Return all of the entries exactly as written.

╭──

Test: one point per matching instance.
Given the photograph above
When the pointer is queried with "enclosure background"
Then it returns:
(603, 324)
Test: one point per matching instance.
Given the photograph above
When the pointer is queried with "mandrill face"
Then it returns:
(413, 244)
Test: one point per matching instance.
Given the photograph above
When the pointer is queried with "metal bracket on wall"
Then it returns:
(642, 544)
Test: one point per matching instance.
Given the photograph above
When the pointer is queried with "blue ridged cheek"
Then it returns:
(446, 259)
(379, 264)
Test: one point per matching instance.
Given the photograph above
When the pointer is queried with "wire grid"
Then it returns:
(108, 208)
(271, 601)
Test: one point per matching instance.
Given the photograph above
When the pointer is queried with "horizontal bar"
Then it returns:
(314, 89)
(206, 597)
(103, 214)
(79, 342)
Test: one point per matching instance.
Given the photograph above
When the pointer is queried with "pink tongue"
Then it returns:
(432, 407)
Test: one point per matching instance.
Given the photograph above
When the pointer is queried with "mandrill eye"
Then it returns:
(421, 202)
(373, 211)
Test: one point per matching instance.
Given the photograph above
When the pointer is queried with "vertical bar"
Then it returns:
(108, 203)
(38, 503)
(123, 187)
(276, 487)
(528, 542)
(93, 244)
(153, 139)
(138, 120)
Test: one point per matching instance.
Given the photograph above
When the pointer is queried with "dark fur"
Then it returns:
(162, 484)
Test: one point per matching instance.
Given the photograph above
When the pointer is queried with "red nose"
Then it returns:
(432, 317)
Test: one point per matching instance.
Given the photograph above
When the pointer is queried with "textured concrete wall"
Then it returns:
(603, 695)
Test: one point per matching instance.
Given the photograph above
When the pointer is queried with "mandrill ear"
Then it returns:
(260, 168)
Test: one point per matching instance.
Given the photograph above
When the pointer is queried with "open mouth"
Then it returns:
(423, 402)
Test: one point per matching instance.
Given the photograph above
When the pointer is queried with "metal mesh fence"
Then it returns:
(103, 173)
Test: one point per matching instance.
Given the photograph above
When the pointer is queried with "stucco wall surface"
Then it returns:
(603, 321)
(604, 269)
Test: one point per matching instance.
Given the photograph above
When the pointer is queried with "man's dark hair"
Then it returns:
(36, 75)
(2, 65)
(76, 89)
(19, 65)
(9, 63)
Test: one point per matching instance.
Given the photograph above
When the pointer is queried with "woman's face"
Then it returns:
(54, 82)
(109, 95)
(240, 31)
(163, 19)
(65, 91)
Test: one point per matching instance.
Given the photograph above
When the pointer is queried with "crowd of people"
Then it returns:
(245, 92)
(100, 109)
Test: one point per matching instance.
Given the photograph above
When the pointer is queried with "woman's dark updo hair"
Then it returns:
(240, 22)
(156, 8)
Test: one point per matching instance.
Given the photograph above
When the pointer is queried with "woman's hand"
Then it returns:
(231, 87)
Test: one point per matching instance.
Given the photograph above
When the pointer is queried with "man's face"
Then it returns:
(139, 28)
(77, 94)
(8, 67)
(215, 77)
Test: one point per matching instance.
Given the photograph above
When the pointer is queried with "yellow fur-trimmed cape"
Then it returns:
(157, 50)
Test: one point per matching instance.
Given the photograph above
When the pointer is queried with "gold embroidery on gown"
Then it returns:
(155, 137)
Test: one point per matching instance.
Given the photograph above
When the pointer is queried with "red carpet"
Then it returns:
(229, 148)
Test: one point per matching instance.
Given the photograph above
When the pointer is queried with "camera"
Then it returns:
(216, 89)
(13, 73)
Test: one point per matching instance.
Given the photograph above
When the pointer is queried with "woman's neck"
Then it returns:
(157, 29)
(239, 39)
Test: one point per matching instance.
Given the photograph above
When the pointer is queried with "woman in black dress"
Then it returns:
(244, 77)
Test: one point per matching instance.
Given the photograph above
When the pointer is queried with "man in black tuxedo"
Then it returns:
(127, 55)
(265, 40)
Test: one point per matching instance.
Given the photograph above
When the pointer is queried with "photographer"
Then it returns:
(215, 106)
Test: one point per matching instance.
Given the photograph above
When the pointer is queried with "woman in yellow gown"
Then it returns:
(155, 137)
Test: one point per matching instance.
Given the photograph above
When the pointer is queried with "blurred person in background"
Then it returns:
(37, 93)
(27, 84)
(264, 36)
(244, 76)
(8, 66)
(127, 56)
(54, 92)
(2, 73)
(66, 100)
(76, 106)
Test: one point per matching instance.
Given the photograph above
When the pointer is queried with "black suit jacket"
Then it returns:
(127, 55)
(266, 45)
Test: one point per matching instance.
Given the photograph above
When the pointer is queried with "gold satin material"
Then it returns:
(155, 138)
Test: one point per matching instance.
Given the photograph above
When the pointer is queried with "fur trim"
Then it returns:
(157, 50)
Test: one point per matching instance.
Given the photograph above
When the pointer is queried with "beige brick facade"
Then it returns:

╰──

> _The answer_:
Test: one point per matching instance.
Given the photograph above
When the pointer is queried with "enclosure background"
Then it returns:
(603, 324)
Test: one point per matching instance.
Given the photograph above
When the pointer is queried with "mandrill face"
Then it returns:
(413, 244)
Test: one point per matching instance.
Given the photograph above
When the pointer is queried with "metal bracket on wall"
Then it returns:
(642, 544)
Test: one point per matching instance.
Given the photograph above
When the pointer is queried with "blue ridged cheek"
Then it returns:
(446, 259)
(379, 264)
Test: one point per matching instance.
Given the photograph above
When the pointer is queried with "wire grid"
Then it returns:
(108, 208)
(271, 601)
Test: one point per matching instance.
Given the photograph above
When the pointer is queried with "horizontal bar"
Then it returns:
(314, 89)
(206, 597)
(103, 214)
(79, 342)
Test: one point per matching instance.
Given the photograph above
When the pointer is queried with "pink tongue"
Then it returns:
(432, 407)
Test: one point per matching instance.
Given the photograph above
When the pointer is queried with "mandrill eye"
Then it returns:
(421, 202)
(373, 211)
Test: one point per matching instance.
Given the photograph above
When the pointer is queried with "vertical bar"
Then it returns:
(108, 203)
(38, 503)
(123, 187)
(276, 487)
(528, 542)
(93, 244)
(153, 139)
(138, 120)
Test: one point per matching instance.
Given the photograph above
When the pointer is queried with "dark fur"
Then it returns:
(162, 484)
Test: one point per matching instance.
Given the photograph above
When the pointer is queried with "red nose"
Then it returns:
(432, 317)
Test: one point per matching instance.
Given the photograph above
When the pointer is queried with "textured concrete wall"
Then it returns:
(603, 695)
Test: one point per matching instance.
Given the photograph above
When the pointer is queried with "mandrill ear"
Then it returns:
(260, 168)
Test: one point per matching instance.
Given the photograph above
When the pointer is queried with "open mouth"
Then it returns:
(423, 402)
Test: one point per matching instance.
Given the photograph above
When the pointer is queried with "metal mesh fence"
Then it returns:
(103, 173)
Test: one point per matching instance.
Given the photograph above
When the pointer is queried with "stucco wall surface"
Then it returns:
(603, 321)
(604, 269)
Test: one point per matching instance.
Given the photograph above
When the pointer is queried with "man's dark hair"
Then it returns:
(36, 75)
(2, 65)
(76, 89)
(19, 65)
(9, 63)
Test: one point per matching instance.
Given the photograph above
When the pointer is queried with "woman's face"
Then it returns:
(54, 82)
(109, 95)
(240, 31)
(163, 19)
(65, 91)
Test: one point per matching instance.
Given the photograph above
When the pointer is queried with "crowd of people"
Then it returns:
(245, 92)
(100, 109)
Test: one point per matching instance.
Given the photograph above
When the pointer is queried with "woman's dark updo hair"
Then it returns:
(240, 22)
(156, 8)
Test: one point per matching instance.
Given the photograph above
When the pointer is queried with "woman's hand"
Then it returns:
(231, 87)
Test: one point per matching instance.
Given the photograph above
When the pointer is queried with "man's face"
Then it returns:
(139, 28)
(77, 94)
(8, 67)
(215, 77)
Test: one point per matching instance.
Given the photograph above
When the pointer is queried with "yellow fur-trimmed cape"
Then it returns:
(157, 50)
Test: one point per matching instance.
Given the photograph above
When the pointer is queried with "gold embroidery on gown"
Then it returns:
(155, 137)
Test: one point per matching instance.
Given the photograph above
When the pointer is queried with "red carpet"
Then it returns:
(229, 148)
Test: one point per matching instance.
Given the photograph above
When the pointer is queried with "camera"
Then it returns:
(216, 89)
(13, 73)
Test: one point per matching instance.
Given the photograph above
When the pointer is queried with "woman's neck"
Then it returns:
(157, 29)
(239, 39)
Test: one point per matching instance.
Given the photograph above
When the pointer is queried with "woman in black dress"
Then it returns:
(244, 77)
Test: one point per matching instance.
Given the photograph above
When the pointer is queried with "man in black tuxedo"
Then it returns:
(127, 55)
(265, 40)
Test: one point per matching instance.
Given the photograph above
When the pointer is queried with "photographer"
Then it returns:
(215, 106)
Test: one point per matching instance.
Given the photograph above
When the pointer is queried with "woman in yellow gown"
Then it returns:
(155, 137)
Test: one point per matching instance.
Given the photograph above
When the pointer is queried with "blurred person in background"
Then it returns:
(37, 93)
(27, 84)
(264, 36)
(244, 76)
(8, 66)
(127, 56)
(54, 92)
(2, 73)
(66, 100)
(76, 106)
Test: one point per matching instance.
Given the photograph above
When the pointer is queried with "black suit jacket"
Then it returns:
(127, 55)
(266, 45)
Test: one point per matching instance.
Given the photograph above
When the pointer is queried with "gold satin material"
Then it returns:
(155, 138)
Test: one point per matching instance.
Given the photograph above
When the pointer is queried with "fur trim"
Then it returns:
(157, 50)
Test: one point per matching instance.
Given the photograph above
When the pointer is queried with "beige brick facade"
Then it returns:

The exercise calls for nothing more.